◆ WHAT THIS TASK INVOLVES: As a numbered list with blank lines left out, output every row below from the line containing "If you could point to the white" down to the end of the rows.
— Start of INPUT ROWS —
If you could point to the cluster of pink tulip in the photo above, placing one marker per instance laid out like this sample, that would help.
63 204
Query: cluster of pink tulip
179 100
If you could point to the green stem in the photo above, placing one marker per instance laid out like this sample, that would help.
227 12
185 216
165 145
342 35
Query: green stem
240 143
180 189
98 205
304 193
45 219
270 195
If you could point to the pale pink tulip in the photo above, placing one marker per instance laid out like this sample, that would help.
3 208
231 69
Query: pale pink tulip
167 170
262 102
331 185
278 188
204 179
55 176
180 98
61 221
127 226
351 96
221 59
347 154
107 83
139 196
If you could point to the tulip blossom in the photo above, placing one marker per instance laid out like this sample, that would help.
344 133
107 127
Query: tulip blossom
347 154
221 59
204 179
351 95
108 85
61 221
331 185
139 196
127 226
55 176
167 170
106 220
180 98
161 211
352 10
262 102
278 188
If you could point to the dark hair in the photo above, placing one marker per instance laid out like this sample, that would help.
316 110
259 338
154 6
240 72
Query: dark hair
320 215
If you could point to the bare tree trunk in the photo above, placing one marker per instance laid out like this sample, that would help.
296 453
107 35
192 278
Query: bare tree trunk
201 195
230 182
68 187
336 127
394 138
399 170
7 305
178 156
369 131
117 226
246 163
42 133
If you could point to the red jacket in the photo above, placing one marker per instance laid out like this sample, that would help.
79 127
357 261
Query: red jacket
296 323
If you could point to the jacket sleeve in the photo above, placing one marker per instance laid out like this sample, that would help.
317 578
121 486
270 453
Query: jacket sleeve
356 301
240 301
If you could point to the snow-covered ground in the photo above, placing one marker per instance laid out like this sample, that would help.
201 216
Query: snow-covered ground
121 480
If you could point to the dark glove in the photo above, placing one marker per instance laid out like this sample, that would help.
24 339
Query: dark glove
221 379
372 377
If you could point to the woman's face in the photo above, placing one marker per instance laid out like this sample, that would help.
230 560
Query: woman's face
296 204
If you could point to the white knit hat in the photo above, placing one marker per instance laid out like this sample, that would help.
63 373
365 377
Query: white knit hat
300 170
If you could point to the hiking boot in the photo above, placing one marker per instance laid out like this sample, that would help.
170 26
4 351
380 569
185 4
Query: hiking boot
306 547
— End of INPUT ROWS —
◆ ANSWER FOR THIS EXERCISE:
1. If you could point to the white knit hat in the photo above, placing one marker per instance laid out like this sample, that would help.
2. 63 373
3. 365 377
4. Query: white knit hat
5. 300 170
6. If you could point to the hiking boot in the photo above, placing one marker per instance laid out like this sample, that would help.
7. 170 26
8. 4 351
9. 380 569
10. 185 4
11. Query: hiking boot
12. 306 547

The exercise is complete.